* Consigne
Quelles lignes des enregistrements contiennent le mot « white » ? Extrayez-les en les recopiant intégralement.

□ □ □

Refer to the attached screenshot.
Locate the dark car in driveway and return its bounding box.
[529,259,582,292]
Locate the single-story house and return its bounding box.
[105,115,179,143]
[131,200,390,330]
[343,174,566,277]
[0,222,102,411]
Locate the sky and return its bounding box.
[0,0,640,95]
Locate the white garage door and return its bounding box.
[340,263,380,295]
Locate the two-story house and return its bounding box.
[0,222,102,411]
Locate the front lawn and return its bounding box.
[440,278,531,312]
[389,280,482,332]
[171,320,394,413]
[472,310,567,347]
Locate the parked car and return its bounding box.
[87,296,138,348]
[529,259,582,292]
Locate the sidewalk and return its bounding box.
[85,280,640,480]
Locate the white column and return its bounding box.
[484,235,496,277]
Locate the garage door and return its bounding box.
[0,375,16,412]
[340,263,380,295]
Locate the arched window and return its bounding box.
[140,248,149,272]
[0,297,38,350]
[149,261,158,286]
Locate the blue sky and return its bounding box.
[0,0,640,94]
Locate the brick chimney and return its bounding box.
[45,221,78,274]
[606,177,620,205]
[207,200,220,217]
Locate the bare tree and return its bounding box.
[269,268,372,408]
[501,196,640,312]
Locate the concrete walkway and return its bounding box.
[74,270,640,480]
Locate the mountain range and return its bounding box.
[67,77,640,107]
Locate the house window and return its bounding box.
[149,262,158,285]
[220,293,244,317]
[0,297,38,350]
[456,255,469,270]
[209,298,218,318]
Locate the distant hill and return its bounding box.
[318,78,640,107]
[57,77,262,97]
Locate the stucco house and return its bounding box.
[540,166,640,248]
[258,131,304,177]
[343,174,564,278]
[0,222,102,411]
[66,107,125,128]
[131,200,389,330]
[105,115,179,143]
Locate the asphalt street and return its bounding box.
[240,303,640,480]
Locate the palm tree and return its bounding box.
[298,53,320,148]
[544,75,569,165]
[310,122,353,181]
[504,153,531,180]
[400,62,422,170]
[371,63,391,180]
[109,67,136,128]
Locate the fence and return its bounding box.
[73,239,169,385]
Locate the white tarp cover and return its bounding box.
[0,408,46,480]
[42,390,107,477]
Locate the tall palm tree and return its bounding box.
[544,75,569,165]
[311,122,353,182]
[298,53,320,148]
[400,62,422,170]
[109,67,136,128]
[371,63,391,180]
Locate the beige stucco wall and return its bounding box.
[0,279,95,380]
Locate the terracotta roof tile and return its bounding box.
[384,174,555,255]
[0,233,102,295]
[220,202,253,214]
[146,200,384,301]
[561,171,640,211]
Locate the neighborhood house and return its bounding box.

□ □ □

* Résultat
Locate the white garage door and return its bounding box.
Locate the white column and return its bounding box.
Locate the white tarp cover and return its bounding box.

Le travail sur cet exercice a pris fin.